SOURCE DATA:
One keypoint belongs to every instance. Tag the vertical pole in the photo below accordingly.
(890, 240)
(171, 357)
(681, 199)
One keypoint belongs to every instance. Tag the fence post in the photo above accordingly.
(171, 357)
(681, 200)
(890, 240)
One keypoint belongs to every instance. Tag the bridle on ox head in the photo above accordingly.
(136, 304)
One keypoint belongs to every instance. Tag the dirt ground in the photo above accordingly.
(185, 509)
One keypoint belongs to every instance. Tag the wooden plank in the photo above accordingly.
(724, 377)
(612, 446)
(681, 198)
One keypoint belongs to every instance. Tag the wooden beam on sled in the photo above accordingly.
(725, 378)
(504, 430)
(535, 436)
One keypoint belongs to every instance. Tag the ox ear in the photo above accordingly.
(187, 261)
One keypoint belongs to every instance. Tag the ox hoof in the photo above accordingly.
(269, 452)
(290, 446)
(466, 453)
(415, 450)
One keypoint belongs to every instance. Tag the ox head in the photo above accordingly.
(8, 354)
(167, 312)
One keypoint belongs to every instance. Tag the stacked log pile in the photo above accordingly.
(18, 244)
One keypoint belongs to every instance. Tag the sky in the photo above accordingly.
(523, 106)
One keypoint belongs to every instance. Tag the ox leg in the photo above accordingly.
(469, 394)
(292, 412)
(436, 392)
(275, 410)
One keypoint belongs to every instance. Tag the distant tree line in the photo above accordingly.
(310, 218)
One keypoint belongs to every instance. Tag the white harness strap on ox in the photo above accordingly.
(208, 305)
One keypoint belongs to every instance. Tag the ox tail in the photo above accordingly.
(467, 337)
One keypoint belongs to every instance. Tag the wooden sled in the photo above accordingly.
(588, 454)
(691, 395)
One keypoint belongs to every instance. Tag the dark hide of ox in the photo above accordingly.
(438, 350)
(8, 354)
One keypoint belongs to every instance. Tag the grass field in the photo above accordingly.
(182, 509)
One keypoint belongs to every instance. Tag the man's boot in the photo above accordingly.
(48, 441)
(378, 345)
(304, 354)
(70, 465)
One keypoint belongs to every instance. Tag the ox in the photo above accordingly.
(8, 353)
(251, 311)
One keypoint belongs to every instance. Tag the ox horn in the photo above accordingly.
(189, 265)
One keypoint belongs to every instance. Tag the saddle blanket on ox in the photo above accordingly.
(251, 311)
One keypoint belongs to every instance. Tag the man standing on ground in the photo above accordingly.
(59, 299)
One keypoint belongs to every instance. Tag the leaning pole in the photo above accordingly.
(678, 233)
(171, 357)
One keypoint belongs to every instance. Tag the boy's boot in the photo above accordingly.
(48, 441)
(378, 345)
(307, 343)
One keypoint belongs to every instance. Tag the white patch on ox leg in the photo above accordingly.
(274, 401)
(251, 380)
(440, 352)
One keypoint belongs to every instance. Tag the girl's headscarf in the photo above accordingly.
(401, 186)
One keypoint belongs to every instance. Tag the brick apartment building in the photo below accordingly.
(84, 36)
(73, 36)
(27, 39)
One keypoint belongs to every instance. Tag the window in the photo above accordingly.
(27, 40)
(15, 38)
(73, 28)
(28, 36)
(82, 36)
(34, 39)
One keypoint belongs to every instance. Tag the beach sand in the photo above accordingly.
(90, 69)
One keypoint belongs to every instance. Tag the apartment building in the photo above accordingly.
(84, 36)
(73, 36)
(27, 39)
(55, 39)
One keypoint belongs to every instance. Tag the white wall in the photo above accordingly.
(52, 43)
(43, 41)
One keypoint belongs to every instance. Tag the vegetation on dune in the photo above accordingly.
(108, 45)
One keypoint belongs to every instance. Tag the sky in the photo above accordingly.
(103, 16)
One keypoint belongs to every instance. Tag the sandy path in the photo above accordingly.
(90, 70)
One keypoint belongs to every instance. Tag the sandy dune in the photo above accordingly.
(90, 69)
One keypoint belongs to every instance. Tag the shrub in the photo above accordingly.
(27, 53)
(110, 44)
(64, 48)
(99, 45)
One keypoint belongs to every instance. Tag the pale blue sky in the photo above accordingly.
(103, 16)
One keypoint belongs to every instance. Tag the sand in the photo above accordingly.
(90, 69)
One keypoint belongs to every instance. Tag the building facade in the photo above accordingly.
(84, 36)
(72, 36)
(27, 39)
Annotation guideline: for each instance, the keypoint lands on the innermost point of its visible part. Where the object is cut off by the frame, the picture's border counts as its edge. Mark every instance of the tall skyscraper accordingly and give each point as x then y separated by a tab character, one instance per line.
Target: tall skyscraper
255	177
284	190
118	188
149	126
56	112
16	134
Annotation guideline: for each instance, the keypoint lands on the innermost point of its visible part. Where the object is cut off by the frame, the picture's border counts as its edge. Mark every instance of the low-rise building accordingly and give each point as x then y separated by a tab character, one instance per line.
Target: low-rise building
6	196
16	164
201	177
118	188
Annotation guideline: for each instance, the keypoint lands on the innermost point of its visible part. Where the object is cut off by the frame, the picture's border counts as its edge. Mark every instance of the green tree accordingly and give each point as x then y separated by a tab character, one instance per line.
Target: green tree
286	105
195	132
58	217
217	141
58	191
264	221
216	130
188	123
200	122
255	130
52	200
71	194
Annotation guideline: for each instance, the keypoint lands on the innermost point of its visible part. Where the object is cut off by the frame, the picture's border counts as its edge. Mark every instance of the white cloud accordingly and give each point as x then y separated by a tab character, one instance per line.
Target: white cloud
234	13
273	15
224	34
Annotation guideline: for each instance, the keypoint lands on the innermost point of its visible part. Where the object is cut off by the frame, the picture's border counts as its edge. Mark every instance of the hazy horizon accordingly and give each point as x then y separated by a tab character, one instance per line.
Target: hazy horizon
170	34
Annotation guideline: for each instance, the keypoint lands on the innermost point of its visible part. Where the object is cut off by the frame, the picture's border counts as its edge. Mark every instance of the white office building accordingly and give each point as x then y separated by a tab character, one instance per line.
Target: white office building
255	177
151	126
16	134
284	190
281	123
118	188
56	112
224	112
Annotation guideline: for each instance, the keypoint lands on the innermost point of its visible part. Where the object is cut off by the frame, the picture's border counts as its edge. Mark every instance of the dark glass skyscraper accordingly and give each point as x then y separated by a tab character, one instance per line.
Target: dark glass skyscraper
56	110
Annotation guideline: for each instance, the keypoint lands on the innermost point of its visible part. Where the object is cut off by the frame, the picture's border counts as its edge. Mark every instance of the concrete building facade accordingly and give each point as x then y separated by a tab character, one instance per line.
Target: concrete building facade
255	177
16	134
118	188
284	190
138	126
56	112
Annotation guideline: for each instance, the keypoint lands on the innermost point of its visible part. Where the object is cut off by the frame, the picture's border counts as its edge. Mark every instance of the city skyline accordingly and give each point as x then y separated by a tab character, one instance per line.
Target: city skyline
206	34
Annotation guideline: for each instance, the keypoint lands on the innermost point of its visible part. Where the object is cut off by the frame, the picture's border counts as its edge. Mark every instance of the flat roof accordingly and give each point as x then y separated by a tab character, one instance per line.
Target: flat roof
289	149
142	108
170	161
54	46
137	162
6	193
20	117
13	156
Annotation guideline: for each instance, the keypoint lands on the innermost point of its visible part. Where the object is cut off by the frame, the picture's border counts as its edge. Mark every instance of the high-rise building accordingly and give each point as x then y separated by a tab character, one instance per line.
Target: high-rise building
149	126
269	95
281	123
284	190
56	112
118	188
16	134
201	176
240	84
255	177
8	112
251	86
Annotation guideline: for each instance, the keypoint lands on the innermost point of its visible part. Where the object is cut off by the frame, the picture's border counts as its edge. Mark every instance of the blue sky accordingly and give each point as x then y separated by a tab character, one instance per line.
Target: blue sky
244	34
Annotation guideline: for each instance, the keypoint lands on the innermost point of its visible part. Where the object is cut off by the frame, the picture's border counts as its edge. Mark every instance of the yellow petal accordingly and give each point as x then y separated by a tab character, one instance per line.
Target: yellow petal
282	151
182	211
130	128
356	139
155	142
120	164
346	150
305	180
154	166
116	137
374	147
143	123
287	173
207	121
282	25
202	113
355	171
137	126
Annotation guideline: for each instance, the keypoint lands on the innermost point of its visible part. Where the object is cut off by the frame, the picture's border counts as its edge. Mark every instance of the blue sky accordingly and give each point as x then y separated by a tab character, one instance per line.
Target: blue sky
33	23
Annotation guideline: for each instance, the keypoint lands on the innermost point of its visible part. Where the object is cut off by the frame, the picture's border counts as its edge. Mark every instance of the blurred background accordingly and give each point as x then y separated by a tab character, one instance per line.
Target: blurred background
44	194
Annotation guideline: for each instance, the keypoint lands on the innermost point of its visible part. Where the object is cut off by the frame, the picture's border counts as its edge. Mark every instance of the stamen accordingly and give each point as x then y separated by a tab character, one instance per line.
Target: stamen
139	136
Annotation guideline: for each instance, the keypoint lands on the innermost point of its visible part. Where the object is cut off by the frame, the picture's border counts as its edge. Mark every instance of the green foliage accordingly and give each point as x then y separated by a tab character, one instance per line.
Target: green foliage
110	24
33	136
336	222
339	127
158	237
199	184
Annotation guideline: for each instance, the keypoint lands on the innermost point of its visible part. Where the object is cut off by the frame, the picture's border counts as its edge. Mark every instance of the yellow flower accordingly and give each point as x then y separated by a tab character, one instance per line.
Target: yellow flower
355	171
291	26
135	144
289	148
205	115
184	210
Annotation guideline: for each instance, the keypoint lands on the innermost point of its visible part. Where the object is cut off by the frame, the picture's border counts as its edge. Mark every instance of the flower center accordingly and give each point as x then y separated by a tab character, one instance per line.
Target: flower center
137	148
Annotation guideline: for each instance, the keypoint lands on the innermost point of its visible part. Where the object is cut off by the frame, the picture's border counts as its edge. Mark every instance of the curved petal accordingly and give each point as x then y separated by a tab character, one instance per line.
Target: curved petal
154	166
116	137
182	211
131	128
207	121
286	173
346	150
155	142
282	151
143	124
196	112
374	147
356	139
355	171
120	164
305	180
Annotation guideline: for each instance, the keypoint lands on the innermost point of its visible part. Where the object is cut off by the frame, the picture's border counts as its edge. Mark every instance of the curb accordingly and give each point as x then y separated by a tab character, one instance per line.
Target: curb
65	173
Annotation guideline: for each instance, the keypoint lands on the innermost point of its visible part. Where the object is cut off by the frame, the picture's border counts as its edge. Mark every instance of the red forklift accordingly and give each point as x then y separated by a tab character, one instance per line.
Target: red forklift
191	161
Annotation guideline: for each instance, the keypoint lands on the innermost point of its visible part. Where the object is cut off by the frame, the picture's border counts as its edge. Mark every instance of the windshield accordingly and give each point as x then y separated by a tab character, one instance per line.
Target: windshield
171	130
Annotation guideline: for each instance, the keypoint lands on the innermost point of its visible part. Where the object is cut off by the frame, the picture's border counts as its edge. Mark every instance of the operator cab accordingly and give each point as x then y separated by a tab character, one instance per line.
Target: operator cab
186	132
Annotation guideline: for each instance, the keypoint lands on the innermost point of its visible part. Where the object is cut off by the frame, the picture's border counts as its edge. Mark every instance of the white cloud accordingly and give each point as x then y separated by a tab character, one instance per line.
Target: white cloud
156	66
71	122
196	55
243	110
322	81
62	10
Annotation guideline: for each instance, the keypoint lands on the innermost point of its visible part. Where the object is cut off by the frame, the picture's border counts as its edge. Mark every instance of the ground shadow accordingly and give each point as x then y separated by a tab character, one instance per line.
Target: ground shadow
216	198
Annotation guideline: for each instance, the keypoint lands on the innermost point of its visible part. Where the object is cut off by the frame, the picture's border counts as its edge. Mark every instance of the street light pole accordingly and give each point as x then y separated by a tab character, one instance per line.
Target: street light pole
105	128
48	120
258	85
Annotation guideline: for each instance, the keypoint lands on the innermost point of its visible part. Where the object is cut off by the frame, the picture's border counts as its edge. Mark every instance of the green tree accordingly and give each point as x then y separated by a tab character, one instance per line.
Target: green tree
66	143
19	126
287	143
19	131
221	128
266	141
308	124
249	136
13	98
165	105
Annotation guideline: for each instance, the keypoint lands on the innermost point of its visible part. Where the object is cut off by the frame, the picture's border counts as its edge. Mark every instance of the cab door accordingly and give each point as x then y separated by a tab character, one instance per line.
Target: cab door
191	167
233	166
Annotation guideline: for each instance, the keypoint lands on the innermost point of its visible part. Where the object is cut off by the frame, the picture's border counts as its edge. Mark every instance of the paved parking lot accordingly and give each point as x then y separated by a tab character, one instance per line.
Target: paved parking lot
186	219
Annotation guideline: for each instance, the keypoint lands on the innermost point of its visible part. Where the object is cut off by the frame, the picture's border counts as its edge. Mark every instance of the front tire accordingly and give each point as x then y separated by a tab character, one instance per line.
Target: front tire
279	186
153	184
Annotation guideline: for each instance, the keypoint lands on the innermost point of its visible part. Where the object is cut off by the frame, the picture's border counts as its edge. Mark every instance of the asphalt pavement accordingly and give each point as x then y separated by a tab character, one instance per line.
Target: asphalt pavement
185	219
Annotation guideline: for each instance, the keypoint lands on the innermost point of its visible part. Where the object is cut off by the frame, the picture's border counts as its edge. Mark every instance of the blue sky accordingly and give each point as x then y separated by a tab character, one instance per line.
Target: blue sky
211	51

EXERCISE: Please copy the lines in the records above between the one holding "of the city" and the one holding "of the flat", inclusive, exactly and with no other line.

RESPONSE AREA:
Annotation guideline: for each instance, the keypoint lands on the innermost point of its visible part. Where the object is cut off by the frame, the picture's border counts as its edge. Mark every instance of the city skyline accordingly and give each point as x then y separated by a tab character, one instance per line.
Target: city skyline
206	34
Annotation guideline: for each instance, the keypoint lands on the innermost point of its visible part. Where the object is cut off by the frame, the picture's border counts as its edge. Mark every instance of the flat roof accordingly and give each point as x then y separated by a tab character, one instance per line.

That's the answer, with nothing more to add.